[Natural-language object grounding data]
= = =
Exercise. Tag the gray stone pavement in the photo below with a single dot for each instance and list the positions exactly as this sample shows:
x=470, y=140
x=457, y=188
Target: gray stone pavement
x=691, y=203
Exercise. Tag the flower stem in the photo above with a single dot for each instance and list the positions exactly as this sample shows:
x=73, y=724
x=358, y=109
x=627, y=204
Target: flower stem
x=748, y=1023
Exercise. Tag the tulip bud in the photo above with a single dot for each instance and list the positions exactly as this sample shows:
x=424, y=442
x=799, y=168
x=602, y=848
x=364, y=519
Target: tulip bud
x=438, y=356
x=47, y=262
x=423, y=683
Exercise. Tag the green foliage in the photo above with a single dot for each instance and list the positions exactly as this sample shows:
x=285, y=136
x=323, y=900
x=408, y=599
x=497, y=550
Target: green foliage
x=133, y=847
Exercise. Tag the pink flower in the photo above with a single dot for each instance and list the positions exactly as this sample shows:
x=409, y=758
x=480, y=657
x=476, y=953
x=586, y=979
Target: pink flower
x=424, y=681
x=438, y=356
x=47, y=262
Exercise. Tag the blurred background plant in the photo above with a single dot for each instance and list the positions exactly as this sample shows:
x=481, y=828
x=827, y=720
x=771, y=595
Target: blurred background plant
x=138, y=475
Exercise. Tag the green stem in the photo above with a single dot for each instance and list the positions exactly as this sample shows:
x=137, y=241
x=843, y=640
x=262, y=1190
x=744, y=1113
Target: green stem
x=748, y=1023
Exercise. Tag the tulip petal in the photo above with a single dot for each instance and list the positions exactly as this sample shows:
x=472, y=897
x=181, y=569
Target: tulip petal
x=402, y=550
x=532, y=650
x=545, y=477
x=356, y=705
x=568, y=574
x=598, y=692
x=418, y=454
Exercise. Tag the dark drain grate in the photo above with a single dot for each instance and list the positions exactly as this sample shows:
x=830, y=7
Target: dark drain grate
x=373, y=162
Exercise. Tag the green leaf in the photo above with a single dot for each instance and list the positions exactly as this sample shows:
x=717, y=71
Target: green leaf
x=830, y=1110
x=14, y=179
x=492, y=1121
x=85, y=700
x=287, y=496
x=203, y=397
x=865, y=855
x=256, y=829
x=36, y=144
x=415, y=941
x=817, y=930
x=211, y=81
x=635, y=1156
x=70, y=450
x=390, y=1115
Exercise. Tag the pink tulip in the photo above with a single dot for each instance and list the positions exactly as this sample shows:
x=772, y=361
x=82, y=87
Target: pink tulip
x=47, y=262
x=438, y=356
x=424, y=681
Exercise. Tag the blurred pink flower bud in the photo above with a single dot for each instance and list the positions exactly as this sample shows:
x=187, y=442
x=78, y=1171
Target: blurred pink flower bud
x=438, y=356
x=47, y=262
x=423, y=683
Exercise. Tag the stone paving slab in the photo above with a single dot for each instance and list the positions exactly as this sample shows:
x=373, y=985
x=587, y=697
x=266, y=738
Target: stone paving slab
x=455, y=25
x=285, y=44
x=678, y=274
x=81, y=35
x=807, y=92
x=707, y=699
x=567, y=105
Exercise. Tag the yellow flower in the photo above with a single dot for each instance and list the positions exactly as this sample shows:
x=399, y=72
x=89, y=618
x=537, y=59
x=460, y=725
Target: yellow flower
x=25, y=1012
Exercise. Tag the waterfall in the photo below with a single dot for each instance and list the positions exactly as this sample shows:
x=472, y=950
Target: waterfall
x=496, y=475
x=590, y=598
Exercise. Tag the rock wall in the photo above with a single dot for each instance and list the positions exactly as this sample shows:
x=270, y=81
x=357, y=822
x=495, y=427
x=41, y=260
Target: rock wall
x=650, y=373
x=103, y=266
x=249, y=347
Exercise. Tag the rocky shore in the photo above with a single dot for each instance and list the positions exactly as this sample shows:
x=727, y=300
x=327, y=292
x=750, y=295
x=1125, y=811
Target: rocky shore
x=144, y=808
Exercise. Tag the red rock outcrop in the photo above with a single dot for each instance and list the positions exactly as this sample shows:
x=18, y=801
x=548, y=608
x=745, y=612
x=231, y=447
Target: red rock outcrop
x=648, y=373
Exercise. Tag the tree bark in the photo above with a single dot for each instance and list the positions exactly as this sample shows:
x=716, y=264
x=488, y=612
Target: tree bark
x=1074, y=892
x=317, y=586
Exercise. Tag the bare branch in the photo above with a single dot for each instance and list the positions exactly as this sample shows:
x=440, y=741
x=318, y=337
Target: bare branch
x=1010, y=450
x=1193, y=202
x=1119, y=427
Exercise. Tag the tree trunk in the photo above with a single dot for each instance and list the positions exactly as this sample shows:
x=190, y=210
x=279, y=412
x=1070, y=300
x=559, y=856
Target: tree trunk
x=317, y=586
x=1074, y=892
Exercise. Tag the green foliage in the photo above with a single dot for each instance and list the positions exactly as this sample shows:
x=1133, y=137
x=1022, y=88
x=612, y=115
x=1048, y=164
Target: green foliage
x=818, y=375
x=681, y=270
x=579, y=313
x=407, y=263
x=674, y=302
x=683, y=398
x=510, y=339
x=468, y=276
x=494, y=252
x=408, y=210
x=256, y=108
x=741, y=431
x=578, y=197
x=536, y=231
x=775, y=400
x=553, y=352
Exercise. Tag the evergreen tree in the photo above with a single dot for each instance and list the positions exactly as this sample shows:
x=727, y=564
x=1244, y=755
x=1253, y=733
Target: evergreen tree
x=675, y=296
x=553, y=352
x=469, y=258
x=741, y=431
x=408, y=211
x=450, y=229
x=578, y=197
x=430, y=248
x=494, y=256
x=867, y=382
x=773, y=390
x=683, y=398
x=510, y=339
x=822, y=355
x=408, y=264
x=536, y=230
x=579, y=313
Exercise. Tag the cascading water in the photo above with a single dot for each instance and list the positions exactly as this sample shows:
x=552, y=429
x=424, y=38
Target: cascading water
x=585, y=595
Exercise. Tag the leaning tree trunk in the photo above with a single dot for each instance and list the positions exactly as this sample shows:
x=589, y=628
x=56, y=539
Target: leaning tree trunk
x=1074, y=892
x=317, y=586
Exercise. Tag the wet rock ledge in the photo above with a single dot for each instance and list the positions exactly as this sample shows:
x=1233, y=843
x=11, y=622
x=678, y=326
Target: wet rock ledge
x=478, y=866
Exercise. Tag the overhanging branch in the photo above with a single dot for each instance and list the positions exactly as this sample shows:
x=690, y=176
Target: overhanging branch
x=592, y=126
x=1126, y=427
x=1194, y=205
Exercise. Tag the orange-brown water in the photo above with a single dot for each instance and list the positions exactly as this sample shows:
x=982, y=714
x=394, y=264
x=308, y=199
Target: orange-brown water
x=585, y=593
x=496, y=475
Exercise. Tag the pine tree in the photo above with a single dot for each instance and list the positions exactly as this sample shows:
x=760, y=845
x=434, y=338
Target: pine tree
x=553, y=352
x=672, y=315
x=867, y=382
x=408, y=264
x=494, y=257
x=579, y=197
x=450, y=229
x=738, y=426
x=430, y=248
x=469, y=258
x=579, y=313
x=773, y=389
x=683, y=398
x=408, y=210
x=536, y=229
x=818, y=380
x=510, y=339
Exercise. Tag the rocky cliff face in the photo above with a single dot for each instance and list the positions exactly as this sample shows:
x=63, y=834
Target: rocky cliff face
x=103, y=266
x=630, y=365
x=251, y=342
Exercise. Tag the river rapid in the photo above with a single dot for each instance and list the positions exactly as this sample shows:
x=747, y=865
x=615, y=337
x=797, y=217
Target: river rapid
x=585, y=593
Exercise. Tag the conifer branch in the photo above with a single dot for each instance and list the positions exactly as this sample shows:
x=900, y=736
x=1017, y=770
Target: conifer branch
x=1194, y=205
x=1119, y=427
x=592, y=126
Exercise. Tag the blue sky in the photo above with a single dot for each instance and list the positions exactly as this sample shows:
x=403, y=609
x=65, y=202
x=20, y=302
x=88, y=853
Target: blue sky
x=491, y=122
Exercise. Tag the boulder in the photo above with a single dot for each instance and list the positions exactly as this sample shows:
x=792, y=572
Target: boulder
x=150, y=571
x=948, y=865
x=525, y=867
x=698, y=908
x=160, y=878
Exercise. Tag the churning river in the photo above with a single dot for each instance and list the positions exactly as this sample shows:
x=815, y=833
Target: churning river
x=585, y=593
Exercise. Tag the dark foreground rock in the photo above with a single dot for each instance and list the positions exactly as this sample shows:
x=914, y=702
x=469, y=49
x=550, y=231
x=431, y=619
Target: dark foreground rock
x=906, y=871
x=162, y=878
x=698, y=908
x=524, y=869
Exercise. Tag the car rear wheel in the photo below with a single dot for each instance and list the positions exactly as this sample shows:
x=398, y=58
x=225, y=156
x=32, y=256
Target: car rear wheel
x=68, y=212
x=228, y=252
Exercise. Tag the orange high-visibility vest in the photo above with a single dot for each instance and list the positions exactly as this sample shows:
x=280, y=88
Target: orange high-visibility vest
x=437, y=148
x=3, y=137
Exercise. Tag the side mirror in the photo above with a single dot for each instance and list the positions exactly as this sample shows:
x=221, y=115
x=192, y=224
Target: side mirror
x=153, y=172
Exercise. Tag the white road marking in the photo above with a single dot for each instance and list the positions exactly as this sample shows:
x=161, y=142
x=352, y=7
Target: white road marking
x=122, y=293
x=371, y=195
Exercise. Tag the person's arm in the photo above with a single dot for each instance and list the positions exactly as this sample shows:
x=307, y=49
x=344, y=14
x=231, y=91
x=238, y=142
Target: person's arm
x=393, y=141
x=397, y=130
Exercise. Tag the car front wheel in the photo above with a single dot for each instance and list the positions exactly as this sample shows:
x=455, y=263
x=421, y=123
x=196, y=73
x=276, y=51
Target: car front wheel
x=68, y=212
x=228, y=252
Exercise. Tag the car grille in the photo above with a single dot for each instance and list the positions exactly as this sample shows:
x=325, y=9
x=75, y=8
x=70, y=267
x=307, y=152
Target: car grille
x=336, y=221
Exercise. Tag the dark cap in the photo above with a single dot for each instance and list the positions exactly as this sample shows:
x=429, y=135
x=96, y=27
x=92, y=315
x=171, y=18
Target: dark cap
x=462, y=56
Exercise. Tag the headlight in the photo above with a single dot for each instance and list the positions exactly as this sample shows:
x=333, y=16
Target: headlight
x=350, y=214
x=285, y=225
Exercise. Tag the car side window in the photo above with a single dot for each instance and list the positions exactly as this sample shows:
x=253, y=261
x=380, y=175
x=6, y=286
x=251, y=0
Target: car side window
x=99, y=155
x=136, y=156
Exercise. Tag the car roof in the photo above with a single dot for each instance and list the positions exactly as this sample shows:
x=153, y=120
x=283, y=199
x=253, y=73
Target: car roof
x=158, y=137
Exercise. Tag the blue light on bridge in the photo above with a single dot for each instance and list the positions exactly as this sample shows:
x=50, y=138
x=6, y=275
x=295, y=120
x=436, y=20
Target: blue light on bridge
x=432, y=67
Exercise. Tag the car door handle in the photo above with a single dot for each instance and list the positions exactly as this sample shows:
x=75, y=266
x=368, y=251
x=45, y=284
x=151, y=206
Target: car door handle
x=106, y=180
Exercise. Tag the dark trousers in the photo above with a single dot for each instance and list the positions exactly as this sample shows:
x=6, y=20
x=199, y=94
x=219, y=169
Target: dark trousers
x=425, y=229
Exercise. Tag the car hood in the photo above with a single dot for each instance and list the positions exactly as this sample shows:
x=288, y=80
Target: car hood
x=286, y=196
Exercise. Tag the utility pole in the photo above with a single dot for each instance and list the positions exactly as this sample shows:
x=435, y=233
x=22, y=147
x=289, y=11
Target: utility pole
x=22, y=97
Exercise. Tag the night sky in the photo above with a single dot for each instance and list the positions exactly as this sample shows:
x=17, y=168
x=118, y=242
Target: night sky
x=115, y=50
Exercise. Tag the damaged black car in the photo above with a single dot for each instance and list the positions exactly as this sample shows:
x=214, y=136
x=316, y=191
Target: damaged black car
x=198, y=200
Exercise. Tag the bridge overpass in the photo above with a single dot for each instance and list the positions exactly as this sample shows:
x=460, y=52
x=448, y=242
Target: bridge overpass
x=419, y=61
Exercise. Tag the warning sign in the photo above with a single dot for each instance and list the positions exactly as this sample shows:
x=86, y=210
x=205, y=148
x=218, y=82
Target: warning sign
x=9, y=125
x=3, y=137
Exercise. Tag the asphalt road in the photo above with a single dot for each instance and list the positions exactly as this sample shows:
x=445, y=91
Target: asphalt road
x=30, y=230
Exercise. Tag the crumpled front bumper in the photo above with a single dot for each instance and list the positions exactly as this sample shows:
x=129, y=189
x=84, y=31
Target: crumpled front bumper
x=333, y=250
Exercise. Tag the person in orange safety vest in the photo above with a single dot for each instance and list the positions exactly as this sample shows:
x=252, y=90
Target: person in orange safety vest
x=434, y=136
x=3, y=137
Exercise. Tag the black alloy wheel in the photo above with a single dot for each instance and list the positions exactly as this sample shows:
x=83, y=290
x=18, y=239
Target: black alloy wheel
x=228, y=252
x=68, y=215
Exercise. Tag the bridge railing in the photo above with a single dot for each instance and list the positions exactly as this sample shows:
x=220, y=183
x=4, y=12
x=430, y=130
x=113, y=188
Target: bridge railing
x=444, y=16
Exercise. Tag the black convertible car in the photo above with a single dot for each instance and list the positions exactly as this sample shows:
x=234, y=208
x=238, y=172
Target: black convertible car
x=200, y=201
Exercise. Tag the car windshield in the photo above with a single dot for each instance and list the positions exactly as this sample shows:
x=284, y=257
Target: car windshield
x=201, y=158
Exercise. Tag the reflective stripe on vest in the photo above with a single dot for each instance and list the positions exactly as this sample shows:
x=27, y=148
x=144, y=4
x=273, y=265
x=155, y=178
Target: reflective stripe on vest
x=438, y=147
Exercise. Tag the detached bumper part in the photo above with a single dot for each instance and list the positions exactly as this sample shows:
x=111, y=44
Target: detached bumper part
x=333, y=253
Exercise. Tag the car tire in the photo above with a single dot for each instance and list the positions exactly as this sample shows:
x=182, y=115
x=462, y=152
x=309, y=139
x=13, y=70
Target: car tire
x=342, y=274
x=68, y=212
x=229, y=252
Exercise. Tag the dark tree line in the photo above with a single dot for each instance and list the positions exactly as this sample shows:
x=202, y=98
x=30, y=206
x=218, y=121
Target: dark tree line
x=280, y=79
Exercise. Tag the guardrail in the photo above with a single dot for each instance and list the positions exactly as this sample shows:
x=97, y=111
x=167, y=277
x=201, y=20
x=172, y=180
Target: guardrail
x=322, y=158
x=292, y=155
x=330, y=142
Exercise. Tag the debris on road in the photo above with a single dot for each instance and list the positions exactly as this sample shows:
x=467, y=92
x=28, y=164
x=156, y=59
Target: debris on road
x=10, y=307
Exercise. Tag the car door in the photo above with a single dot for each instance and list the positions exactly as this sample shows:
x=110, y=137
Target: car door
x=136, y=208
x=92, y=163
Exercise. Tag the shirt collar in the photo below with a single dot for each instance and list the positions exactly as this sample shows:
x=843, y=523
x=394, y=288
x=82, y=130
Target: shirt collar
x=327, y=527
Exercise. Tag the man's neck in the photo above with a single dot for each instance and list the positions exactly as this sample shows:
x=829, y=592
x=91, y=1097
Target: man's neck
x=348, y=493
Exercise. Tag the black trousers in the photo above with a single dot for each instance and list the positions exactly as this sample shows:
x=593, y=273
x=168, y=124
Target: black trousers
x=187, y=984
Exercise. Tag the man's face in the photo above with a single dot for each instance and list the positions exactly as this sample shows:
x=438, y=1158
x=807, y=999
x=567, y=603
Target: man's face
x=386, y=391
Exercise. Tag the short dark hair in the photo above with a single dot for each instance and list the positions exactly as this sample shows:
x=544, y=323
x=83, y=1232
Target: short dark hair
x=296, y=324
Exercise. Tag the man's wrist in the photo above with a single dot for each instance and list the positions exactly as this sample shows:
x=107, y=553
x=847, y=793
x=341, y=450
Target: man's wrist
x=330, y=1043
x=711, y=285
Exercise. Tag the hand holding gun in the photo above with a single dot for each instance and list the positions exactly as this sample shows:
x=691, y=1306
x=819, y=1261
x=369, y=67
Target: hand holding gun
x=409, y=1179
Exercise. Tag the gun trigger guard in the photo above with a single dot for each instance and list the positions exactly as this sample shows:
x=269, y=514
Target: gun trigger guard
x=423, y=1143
= = =
* _Problem_
Which lines of the records above contain the word "below"? Show each of them.

* _Solution_
Exercise. Tag the gray stone pavement in the photo below with a single dot for each instance and list the positions exactly as this sample shows:
Exercise. Tag the waterfall in the photo below with a single dot for each instance and list the positions exactly as this sample shows:
Exercise. Tag the car rear wheel in the photo below with a single dot for each instance and list the positions exactly as this sample shows:
Exercise. Tag the shirt collar in the photo below with a single dot for each instance and list the positions exactly as this sample shows:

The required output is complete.